PASSAGE TO READ:
--
A [new] world order: What, why, and how?

Global South Experts Turn the Tables

Rethinking the world order to accommodate the majority

By  Aude Darnal Lead Author  •  Amitav Acharya  •  Tim Murithi

Every month, The Global South in the World Order Project convenes a meeting of experts from across the Global South to discuss international relations from their perspectives, disrupt conventional thinking, and inject non-Western viewpoints into prominent policy circles in Washington. This publication is part of the Global South Experts Turn the Tables series, which highlights insights from select participants from these discussions.
--
STORED DATA:
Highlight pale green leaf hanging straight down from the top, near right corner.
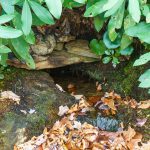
--
PROBLEMS AND TASKS:
**a)** Above the data is a piece on rethinking the world order. Write out everything in it from "Rethinking the world" down to "from these discussions.".
**b)** Answer these from the piece on rethinking the world order:
(i) Who is named as the lead author?
(ii) How often does the project hold its meeting of experts?
(iii) In which city's policy circles does the project aim to inject non-Western viewpoints?

SOLVED TASKS:
**a)**
Rethinking the world order to accommodate the majority

By  Aude Darnal Lead Author  •  Amitav Acharya  •  Tim Murithi

Every month, The Global South in the World Order Project convenes a meeting of experts from across the Global South to discuss international relations from their perspectives, disrupt conventional thinking, and inject non-Western viewpoints into prominent policy circles in Washington. This publication is part of the Global South Experts Turn the Tables series, which highlights insights from select participants from these discussions.

**b)**
(i) Aude Darnal
(ii) Every month
(iii) Washington